ACTIVITY
Search the data for "item". Return each matching line.

Stored data entries:
-*-*-
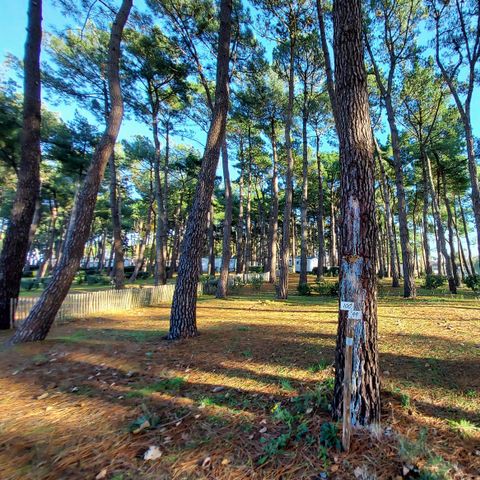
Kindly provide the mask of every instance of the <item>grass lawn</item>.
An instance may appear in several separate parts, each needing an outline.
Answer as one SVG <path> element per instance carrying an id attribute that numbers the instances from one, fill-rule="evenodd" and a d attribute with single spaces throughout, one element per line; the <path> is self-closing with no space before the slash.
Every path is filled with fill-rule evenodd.
<path id="1" fill-rule="evenodd" d="M 348 455 L 328 412 L 337 302 L 264 285 L 202 297 L 188 341 L 162 340 L 165 306 L 0 352 L 0 478 L 478 479 L 480 302 L 396 293 L 380 288 L 382 424 Z"/>

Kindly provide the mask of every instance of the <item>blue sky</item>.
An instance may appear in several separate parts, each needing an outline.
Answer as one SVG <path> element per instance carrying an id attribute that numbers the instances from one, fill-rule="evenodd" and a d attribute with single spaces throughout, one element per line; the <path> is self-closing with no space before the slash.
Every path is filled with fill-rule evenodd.
<path id="1" fill-rule="evenodd" d="M 0 16 L 0 63 L 3 63 L 7 53 L 12 53 L 19 58 L 23 57 L 23 47 L 26 35 L 25 29 L 27 24 L 27 3 L 27 0 L 0 0 L 0 11 L 2 12 Z M 137 5 L 139 3 L 143 4 L 143 0 L 136 2 Z M 52 27 L 58 29 L 66 25 L 67 22 L 65 17 L 58 8 L 52 5 L 51 0 L 44 0 L 43 10 L 43 22 L 45 30 L 51 31 Z M 429 33 L 427 31 L 422 32 L 420 36 L 421 43 L 426 43 L 428 41 L 428 36 Z M 77 108 L 74 104 L 52 106 L 48 105 L 48 103 L 47 107 L 50 110 L 58 112 L 63 120 L 70 120 L 73 118 L 75 109 Z M 92 118 L 86 111 L 81 111 L 81 113 L 89 118 Z M 475 135 L 480 136 L 480 88 L 477 88 L 472 102 L 472 123 Z M 192 130 L 193 128 L 194 127 L 192 127 Z M 195 140 L 189 141 L 188 139 L 177 138 L 176 141 L 180 143 L 191 144 L 195 148 L 201 149 L 199 142 L 202 143 L 204 141 L 205 134 L 200 132 L 199 129 L 196 130 L 197 131 L 193 133 Z M 385 131 L 386 130 L 387 129 L 385 129 Z M 129 138 L 137 134 L 150 136 L 149 129 L 146 126 L 140 124 L 139 122 L 126 119 L 122 124 L 120 139 Z M 331 147 L 328 145 L 325 145 L 324 148 L 325 147 L 327 149 L 331 149 Z"/>

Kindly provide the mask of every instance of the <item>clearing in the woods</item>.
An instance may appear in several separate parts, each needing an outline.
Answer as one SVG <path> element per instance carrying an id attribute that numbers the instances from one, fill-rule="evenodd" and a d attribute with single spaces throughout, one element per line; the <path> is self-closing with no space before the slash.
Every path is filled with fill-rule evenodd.
<path id="1" fill-rule="evenodd" d="M 346 455 L 328 412 L 337 300 L 270 290 L 202 297 L 188 341 L 162 339 L 165 306 L 1 352 L 2 480 L 480 478 L 478 299 L 381 286 L 382 424 Z"/>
-*-*-
WRITTEN REPLY
Kindly provide the mask of every instance of the <item>grass lawn</item>.
Kindly provide the mask of every instance of the <item>blue sky</item>.
Kindly provide the mask of every instance of the <item>clearing in the woods</item>.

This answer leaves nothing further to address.